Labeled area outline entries

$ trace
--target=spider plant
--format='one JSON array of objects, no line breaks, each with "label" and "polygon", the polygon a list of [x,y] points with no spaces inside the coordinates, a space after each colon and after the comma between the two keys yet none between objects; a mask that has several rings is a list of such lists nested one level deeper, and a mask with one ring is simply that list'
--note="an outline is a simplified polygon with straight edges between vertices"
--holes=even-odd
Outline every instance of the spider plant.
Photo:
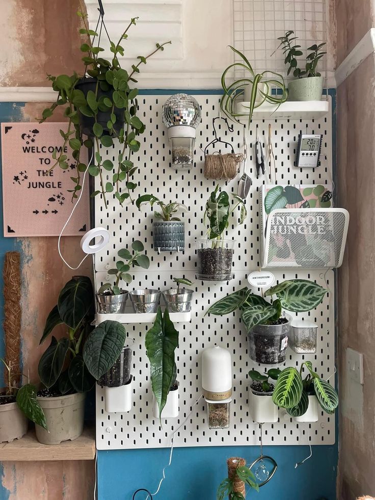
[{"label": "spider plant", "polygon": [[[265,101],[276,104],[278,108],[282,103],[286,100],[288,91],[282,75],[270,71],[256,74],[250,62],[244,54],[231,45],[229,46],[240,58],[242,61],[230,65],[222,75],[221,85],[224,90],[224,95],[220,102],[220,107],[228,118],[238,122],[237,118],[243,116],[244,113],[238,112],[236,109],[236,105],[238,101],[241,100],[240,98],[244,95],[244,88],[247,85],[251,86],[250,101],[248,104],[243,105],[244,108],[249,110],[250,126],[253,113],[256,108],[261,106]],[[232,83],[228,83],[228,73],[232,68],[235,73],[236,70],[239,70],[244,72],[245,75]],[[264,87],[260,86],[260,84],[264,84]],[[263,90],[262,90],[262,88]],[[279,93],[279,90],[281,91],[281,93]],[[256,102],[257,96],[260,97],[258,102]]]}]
==
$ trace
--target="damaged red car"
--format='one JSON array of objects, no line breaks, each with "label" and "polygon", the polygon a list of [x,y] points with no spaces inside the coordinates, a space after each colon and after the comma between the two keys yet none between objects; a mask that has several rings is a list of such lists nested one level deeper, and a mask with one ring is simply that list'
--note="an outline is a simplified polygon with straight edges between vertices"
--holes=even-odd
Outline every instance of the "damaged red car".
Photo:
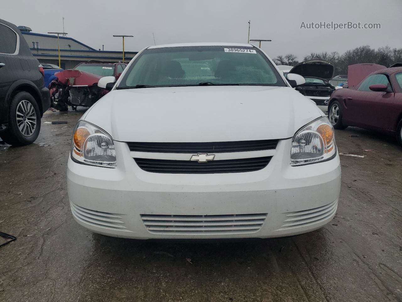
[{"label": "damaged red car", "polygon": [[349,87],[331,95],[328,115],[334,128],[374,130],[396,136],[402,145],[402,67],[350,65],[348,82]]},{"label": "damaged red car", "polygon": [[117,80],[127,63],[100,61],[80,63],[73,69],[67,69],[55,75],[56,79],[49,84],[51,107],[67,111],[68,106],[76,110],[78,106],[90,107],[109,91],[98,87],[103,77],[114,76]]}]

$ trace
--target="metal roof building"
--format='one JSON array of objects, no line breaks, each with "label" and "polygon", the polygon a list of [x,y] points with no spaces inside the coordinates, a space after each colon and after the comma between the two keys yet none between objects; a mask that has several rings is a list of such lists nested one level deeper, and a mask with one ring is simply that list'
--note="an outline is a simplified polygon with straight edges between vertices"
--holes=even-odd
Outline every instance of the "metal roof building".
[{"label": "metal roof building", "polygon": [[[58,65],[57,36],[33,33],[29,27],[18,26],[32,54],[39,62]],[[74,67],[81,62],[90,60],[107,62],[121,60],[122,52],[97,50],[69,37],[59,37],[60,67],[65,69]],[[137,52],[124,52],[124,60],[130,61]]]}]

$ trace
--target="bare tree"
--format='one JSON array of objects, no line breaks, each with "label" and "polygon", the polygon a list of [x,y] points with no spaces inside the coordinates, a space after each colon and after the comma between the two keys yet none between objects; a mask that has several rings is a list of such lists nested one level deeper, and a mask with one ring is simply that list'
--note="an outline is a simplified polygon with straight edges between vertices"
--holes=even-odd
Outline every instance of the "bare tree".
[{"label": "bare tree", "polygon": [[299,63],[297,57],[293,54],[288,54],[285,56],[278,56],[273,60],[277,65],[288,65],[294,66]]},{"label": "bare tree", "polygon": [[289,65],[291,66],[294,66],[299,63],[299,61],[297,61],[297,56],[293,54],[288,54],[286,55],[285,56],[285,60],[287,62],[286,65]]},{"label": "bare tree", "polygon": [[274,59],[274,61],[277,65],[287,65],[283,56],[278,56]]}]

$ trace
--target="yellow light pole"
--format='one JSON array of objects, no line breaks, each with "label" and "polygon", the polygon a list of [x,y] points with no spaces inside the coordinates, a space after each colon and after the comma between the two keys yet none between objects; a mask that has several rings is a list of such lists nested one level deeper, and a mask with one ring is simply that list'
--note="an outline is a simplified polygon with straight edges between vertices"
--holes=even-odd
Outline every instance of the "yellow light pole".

Instruction => Report in full each line of the records above that contains the word "pole". Case counts when matching.

Solution below =>
--target="yellow light pole"
Outline every instance of the "yellow light pole".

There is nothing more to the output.